Your tasks:
**A)** According to the text on European bank solvency, what average "CET1 fully loaded" ratio did the European banking sector reach in the fourth quarter of 2019?
**B)** Pick up the passage on European bank solvency at the end of 2019, shown below, and carry it forward from its last sentence.

Page:

══════════

This publication compiles the different levels of bank solvency as well as the proportion of bad debts recorded at the end of 2019 by the banking sectors of 27 European countries, including in the United Kingdom.

On average, the total capital ratio (“CET1 fully loaded”) of the European banking sector – i.e. the banks’ capital reserve compared to assets held, weighted by their risk level – reached 14.8% in the fourth quarter of 2019.

This ratio increased by about 40 basis points (0.4%) more than in the third quarter of 2019, specifies the EBA.

In detail, three-quarters of the banks reported a total solvency ratio greater than 13.4% and all of the banks had a ratio greater than 11%, “well above regulatory requirements”.

“This trend has been supported by the increase in equity capital, but also by the decrease in the amounts of risk exposure,” analyzes the institution responsible for harmonizing banking regulations in the EU.

══════════

Provided data:
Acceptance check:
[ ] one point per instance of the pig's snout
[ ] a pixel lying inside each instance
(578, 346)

══════════

The results:
**A)** It reached 14.8%.

**B)**
Because over the years, banks have improved the quality of their assets, notes the authority, noting that they have reduced the share of bad loans in their credit portfolios.

In the fourth quarter of 2019, the weighted average bad debt ratio in the European Union fell to 2.7%, 20 basis points (0.2%) lower than in the third quarter of 2019.

This represents the lowest level of bad debts since the EBA introduced “a harmonized definition of bad debts in European countries”.

However, this average ratio of bad debts hides great disparities between the different countries. The rate of bad debts thus represented 35.2% of credits in Greece or 19.3% in Cyprus at the end of December 2019 against 0.5% in Sweden, 1.3% in the United Kingdom or 2.5% in France.